昨今、社会全体で男女平等の実現に向けた議論や取り組みがされているが、その中で特に最近見かける主張が、「権利だけでなく責任や負担も男女平等にしろ、女性を甘やかすな」という真の男女平等思想だ。

これは世間における男女平等が、フェミニズム思想を基にした女性の保護に偏り、権利面では平等なのに負担は従来どおり男性に科せられる事へのカウンターとして繰り出される事が多い。主張するのも多くは男性で、フェミニズムの世間での横行に比例する形でこの主張も盛り上がりを見せている。

だが正直言うと、筆者としてはあまりこの風潮について乗り気になれないでいる。というのも、根本的には男は仕事で女は家庭といった性役割を分担する社会の方が個人の生活、社会の安定の双方で良いと思っているからだ。

企業の管理職が男性ばかりだったり、女性の方が家事育児をメインでやっているのは、その方が上手くいくケースが多いからであり、決して「ジェンダーバイアスだ!」「規範の押し付けだ!」で切り捨てられるものではない。これまでの社会でそうした文化が続いてきたのも、それで上手くいっていたからである。

故に、「平等は絶対だ」みたいな形で無理やり女性に負担を求める事は誰も得しないと思っており、真の平等を強力に進めようとする人達にも複雑な気分になる。フェミニズムは論外だが、真の平等にもあまり賛同はできない。


・平等を進めるなら


とはいえ、人手不足で女性も働かないと社会が回らない、男性側で真の平等志向が広まり性役割を受け入れづらくなっている事を考えると、「今すぐ性役割制に戻せ」と言っても合意は得られないのだろう(また、これまで通り男性が負担を背負う事を続けてもフェミニズム的な主張が続くだけで埒が明かないという主張も一理あるとは思う)。故に男女平等が推進される前提でどうするか?それも考えるしかない。

女性も負担を負わせる平等と男性が女性並みにしか負担を負わない平等(所謂寝そべり)のどちらがマシかと言えば、無論女性が負担を負う平等だ。後者だと確実に社会が滅茶苦茶になるからである。

なので、女性にも負担を求めつつ、今のようなことに取り組んでみてはどうだろうか。

・子供産んだ人は負担免除


イスラエルでは女性にも兵役義務が課される一方で、出産した女性は免除される制度が存在する。これがイスラエルが経済発展しつつも高出生率を維持出来ている一因ではないか、と推測されている。

この仕組みを参考に、日本でも子供を持った女性は時短勤務や負担の少ない職場へ優先して配置し、男性並みの負担がかからないよう融通を利かせるのである。それは子供の人数が増えるほど手厚くなるようにする。

少子化の根本的な解決を目指すには、「子供を産んで育てた奴が偉い」という価値観作りと、それを実感できるインセンティブを付与する事が重要と筆者は考えている。その上で「ゆるい」仕事に優先して就けるようにすることは効果があると思う。

(実施事項):
(A) 男女平等をめぐる文章について、次の問いに答えてください。
(i) 筆者は根本的に、どのような社会の方が個人の生活と社会の安定の双方で良いと考えていますか。
(ii) イスラエルで、出産した女性が免除される義務は何ですか。
(iii) 筆者が二種類の平等のうち「マシ」とするのはどちらで、その理由は何ですか。
(B) 男女平等をめぐる文章を、最後の文の後から書き継いでください。

(抜粋行):
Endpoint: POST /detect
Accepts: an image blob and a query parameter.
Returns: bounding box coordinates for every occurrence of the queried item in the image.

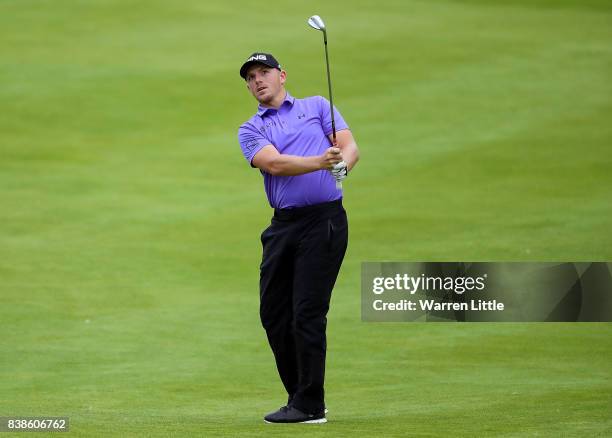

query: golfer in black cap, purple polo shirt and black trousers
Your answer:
[238,53,359,423]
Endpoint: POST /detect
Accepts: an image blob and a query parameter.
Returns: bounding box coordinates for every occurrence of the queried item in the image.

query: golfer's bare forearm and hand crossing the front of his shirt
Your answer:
[252,144,342,176]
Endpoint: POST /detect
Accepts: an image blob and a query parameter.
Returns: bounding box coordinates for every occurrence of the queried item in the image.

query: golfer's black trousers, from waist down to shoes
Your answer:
[260,200,348,413]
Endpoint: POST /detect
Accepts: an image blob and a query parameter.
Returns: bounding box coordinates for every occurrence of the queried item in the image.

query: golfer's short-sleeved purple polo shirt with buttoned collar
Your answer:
[238,92,348,208]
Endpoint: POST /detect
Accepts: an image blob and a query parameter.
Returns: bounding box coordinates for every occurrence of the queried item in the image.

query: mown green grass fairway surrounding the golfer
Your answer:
[0,0,612,437]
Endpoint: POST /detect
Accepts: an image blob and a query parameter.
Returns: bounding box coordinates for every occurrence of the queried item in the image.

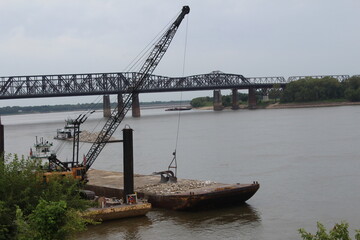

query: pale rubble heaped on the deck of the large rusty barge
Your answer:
[135,180,216,195]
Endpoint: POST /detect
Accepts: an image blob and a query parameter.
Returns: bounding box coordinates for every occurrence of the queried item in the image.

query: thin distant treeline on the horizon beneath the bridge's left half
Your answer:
[0,100,189,115]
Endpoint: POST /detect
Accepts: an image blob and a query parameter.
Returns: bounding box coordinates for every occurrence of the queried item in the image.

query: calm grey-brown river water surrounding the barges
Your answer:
[2,106,360,239]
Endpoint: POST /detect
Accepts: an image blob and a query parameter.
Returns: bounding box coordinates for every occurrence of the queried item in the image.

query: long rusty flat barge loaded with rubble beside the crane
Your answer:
[86,169,260,211]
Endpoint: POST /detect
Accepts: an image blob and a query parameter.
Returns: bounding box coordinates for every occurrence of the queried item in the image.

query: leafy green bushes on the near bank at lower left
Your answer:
[0,155,91,240]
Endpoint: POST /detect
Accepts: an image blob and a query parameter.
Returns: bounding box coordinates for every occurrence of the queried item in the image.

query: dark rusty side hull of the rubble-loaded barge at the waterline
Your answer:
[145,184,260,211]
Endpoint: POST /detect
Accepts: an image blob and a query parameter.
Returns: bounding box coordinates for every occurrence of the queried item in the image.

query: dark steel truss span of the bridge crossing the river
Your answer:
[0,72,350,99]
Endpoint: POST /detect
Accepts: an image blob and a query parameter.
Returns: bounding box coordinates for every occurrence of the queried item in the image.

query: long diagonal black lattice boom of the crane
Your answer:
[83,6,190,170]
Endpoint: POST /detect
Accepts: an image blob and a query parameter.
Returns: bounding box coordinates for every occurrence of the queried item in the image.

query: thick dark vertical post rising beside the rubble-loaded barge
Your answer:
[123,128,134,199]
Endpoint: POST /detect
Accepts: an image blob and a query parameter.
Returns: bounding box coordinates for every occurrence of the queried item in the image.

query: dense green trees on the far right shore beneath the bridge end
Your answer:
[190,76,360,107]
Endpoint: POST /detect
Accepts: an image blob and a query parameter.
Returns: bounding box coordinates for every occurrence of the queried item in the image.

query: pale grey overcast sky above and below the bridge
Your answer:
[0,0,360,106]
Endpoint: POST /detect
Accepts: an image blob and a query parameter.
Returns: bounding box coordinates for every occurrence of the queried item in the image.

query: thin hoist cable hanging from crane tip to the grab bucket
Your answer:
[168,16,189,177]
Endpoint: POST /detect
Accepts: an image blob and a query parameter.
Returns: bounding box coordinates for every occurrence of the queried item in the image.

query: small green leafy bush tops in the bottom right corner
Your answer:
[298,222,360,240]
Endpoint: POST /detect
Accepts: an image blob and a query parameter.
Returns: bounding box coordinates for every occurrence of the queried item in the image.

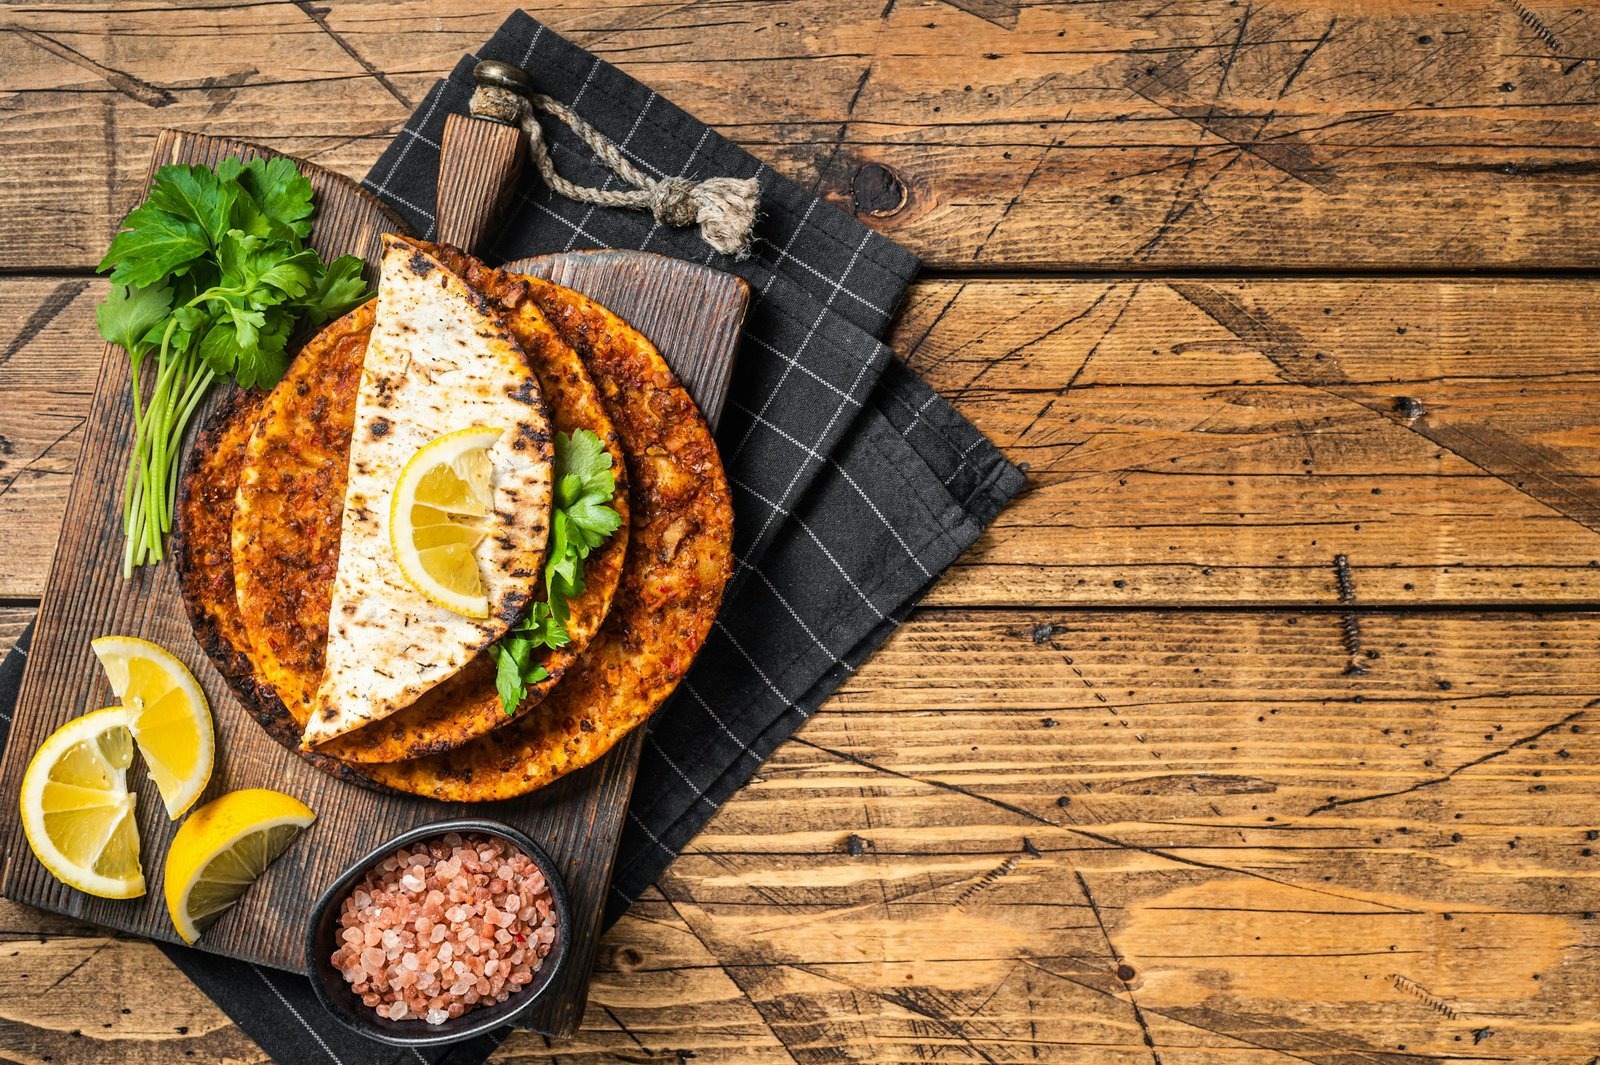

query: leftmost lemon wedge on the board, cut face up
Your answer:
[19,707,144,899]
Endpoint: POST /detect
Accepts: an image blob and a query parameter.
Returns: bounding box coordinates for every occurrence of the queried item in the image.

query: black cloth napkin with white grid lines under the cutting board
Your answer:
[0,11,1024,1065]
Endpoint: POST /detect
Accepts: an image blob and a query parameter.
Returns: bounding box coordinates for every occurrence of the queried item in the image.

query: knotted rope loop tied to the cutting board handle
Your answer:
[470,83,762,259]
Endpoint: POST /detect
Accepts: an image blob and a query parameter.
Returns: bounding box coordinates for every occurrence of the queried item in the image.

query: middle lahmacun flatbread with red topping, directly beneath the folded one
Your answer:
[192,245,627,763]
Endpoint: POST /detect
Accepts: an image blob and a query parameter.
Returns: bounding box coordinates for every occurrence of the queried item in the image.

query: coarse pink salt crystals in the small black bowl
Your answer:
[331,833,557,1025]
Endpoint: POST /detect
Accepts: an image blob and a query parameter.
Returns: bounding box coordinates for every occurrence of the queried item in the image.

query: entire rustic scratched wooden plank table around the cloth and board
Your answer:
[0,0,1600,1065]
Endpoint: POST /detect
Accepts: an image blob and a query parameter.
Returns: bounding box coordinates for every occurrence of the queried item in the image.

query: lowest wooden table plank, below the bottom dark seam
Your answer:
[0,611,1600,1063]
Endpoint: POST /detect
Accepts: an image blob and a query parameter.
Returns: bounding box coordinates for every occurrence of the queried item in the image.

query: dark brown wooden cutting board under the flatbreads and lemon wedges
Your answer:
[0,131,749,1036]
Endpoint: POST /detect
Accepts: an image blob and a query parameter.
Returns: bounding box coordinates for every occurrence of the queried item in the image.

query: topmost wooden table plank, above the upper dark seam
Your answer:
[0,0,1600,270]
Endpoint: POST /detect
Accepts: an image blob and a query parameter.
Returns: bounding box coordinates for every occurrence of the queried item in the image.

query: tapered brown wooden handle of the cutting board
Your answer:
[437,115,526,253]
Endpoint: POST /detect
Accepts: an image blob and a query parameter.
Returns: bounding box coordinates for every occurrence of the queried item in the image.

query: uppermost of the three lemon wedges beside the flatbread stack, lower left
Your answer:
[90,636,216,820]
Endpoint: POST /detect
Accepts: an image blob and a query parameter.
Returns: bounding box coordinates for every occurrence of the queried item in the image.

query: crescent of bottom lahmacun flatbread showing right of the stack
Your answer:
[362,265,733,803]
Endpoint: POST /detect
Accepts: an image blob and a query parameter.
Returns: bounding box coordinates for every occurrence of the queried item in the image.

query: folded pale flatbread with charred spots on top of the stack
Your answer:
[302,237,552,747]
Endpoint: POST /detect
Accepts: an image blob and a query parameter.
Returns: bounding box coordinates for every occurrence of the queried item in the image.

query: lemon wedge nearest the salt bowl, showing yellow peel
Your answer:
[163,788,317,943]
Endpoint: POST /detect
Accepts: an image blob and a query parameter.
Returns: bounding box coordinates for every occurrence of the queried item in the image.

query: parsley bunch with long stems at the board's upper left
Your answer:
[94,158,368,577]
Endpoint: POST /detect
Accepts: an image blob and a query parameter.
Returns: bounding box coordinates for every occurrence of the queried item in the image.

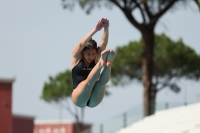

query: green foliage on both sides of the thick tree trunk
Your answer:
[111,34,200,92]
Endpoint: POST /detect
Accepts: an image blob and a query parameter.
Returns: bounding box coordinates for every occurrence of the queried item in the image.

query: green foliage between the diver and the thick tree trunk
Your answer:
[111,41,142,85]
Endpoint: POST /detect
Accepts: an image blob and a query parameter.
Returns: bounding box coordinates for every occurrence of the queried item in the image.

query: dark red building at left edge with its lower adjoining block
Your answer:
[0,78,34,133]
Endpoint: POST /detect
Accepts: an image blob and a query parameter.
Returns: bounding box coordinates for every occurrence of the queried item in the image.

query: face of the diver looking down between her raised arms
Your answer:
[83,49,97,64]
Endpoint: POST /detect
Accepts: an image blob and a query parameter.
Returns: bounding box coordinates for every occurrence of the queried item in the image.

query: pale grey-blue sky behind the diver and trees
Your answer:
[0,0,200,123]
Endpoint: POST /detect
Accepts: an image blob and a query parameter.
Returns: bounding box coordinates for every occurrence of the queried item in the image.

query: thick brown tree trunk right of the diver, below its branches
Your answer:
[142,26,156,117]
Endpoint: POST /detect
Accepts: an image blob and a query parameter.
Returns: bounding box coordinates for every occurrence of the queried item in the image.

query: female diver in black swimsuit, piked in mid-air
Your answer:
[71,18,116,108]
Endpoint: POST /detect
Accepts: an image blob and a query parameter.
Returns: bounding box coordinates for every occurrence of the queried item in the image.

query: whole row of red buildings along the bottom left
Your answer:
[0,78,91,133]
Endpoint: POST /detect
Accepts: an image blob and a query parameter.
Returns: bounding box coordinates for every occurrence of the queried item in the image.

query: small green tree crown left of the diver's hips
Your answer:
[41,70,73,102]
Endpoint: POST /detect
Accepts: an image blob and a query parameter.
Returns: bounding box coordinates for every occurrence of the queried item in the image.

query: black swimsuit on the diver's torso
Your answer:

(解答例):
(A)
(i) 男は仕事で女は家庭といった性役割を分担する社会です。
(ii) 兵役義務です。
(iii) 女性も負担を負う平等です。男性が女性並みにしか負担を負わない平等では、確実に社会が滅茶苦茶になるからです。

(B)
現状では「子持ち様」というワードが出る等、独身者からの子育て世帯への風当たりは強い。仕事等の面で負担をさせられる理不尽は当然あるのだろうが、そうした風潮から子育て当事者が肩身が狭い思いをしたり、子育てへのマイナスイメージが補強されてしまってる面もあるだろう。上記の取り組みでこれも是正できれば、より少子化対策としての効果が期待できる。

・女性も地方配置を求める


日本では都心に就職した女性は地方への転勤を嫌がる傾向が強い。それにより男性に地方配属の負担が回る事や、地方での女性の流出(転出超過)が続く問題を引き起こしている。

女性は仕事にもキラキラを求める人が多く、いくら出世コースでもキラキラを得られない地方への配置は拒否する。無理に配置転換すれば会社自体をやめてしまう。そんな訳で会社は女性を都会に留まらせた上で女性のキャリア育成を行おうとしている訳だが、これでは更なる都心への人口集中や男性への負担増大を容認する事になってしまう。

故に、「ジェンダー平等を進めるなら女性でも地方配属を受け入れるべきだ」としっかり主張し、それを行わない企業は批判していくべきである。出世ルートの公平性も勿論だが、誰かが地方業務を引き受けなければ地方部署での仕事が回らない。故に「女性には配慮を」と言っていてはいけないし、負担を押し付けられている男性側の主張を拡散していくべきだ。

これについては恐らく「男女問わず地方に行かなくても出世出来るようにすればいい」といった反論や、地方での住みづらさを理由にした批判が来るかもしれないが、諸問題を解決していく上でこうした姿勢を取っていくしかないだろう。


・手打ちや揺り戻しの可能性も考慮する


最初こそ真の平等を実践する方向になっても、最終的には職場や家庭での混乱を経て「やっぱり男女で役割分担したほうがいい」「男女平等なんて思ってたほどいいもんじゃなかった」と振り戻しがやって来る可能性は十分にある。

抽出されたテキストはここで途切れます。